§ **Exercise instructions**
(a) List every specific year that the swine influenza excerpt gives for an event. Leave out years inside parenthetical citations and decades such as the 1950s.
(b) Carry on the swine influenza excerpt from its final sentence.

§ **Source document**

Swine Influenza by Jürgen A. Richt & Richard J. Webby
Author:Jürgen A. Richt & Richard J. Webby
Language: eng
Format: epub
Publisher: Springer Berlin Heidelberg, Berlin, Heidelberg
It is thought that the pandemic virus of humans was also the causative strain that infected swine populations around the same time, as indicated by the close relatedness of the isolated strains, but these viruses had evolved separately in each host after the pandemic (Shope 1931). This swine virus, known as the “classical” H1N1 swine virus, continued to be found in pigs in the United States and Asia, but it was not found in Europe until 1980 (Pensaert et al. 1981; Peiris et al. 2009a). After the Hong Kong influenza pandemic in 1968, the wholly human-like H3N2–subtype virus (a non-reassorted H3N2 strain bearing segments identical to the virus circulating among humans) was transmitted to pigs and was initially detected in a Taiwanese slaughterhouse in 1969 (Kundin 1970; Shortridge et al. 1977). This originally avian–human reassortant virus continued to circulate in Europe and Asia; it was only infrequently found in North America before 1998, causing sporadic clinical signs (Chambers et al. 1991; Webby et al. 2000; Yu et al. 2008). The reemergent H1N1 virus in 1977 (Russian flu) that affected young adults and genetically closely resembled viruses of the early 1950s (Nakajima et al. 1978) was also isolated from pigs in Europe and Asia (Alexander 1982).

§ **Records from a data source**
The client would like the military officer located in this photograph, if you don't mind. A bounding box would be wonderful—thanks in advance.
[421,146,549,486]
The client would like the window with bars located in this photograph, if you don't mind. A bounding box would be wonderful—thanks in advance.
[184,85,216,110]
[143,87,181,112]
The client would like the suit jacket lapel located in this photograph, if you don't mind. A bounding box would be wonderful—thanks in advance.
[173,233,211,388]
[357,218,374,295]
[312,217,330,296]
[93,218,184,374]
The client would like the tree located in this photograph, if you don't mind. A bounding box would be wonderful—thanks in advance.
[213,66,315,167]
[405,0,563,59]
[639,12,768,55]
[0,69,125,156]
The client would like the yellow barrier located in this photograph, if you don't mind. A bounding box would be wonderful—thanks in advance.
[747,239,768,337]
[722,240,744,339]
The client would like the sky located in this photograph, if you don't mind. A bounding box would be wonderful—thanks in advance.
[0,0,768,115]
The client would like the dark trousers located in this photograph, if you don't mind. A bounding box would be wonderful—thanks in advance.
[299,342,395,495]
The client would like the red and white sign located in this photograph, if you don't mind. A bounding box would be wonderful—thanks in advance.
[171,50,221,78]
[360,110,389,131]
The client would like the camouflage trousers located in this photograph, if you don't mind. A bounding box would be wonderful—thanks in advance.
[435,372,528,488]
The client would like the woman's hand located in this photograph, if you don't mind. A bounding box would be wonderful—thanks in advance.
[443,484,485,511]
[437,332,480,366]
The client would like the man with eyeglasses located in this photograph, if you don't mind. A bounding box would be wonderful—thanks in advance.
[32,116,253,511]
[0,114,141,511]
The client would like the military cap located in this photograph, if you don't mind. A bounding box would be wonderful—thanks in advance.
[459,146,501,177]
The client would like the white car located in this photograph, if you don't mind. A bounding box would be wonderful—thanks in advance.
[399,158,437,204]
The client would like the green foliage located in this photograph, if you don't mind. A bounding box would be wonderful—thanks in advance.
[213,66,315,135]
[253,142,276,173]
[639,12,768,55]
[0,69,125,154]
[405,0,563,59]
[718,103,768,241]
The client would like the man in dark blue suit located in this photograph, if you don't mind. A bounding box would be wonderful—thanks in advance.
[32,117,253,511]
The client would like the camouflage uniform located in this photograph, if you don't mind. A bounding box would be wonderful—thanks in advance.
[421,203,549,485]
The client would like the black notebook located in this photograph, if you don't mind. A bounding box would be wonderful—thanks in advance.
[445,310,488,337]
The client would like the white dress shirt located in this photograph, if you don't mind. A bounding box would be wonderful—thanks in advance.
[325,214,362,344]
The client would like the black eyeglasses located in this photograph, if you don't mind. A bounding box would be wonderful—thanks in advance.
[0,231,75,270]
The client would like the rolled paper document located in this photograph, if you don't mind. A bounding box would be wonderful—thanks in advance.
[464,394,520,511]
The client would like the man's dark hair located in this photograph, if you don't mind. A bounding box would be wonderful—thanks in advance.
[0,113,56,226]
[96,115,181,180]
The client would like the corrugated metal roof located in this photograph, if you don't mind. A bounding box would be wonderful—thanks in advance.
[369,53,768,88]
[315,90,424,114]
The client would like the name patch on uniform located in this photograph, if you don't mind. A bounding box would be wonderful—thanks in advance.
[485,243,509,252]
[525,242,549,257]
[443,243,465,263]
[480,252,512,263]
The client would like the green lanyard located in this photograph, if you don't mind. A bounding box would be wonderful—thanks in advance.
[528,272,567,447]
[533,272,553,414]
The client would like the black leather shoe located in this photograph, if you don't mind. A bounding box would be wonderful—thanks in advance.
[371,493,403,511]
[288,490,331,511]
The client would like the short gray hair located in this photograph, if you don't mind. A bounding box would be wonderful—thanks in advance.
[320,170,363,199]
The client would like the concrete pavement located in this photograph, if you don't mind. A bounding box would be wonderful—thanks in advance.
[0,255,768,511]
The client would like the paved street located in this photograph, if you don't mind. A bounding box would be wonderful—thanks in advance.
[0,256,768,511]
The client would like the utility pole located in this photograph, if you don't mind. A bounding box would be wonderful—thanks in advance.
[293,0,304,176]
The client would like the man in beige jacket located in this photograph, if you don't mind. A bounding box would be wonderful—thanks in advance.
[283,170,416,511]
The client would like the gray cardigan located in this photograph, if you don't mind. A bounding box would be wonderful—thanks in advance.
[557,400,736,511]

§ **Task results**
(a) 1980, 1968, 1969, 1998, 1977

(b)
In North America, the “classical” swine H1N1 virus continued to be predominant over the sporadically detected Hong Kong H3N2 human virus in circulation among swine populations until 1998 (Hinshaw et al. 1978; Chambers et al. 1991; Karasin et al. 2000b). However, by late August 1998, two distinct genotypes of H3N2 influenza virus had emerged, caused outbreaks, and spread rapidly in North American swine populations (Zhou et al. 1999; Karasin et al. 2000c; Webby et al. 2000). These viruses were either double reassortant virus (i.e., HA, NA, and PB1 genes of human H3N2 and PB2, PA, NP, M, and NS genes of classical swine H1N1) or triple reassortant virus (i.e., human H3N2-classical swine H1N1 virus with PB2 and PA genes of a North American avian virus) (Zhou et al. 1999). Eventually, only the triple reassortant internal gene (TRIG) cassette virus continued to circulate and became established. Shortly after its emergence, cocirculation of this H3N2-reassortant virus with the previously predominant classical swine H1N1 virus resulted in the production of a reassortant H1N2 virus subtype that retained the entire TRIG backbone and acquired the HA gene of classical swine H1 (Karasin et al. 2000b). This lineage of reassortant H1N2 viruses has subsequently spread widely among North American pigs and is often associated with respiratory disease, although some strains have caused spontaneous abortion in sows (Choi et al. 2002a; Karasin et al. 2002). Reassortant H1N2 and H3N2 SIVs carrying the TRIG cascade have also been found in domestic turkey populations (Suarez et al. 2002; Choi et al. 2004a), and the H1N2 virus alone has been detected in wild waterfowl (Olsen et al. 2003; Ramakrishnan et al. 2010). In humans, 11 patients in the United States have been confirmed to be infected with triple-reassortant H1 SIVs since 2005 (Shinde et al. 2009).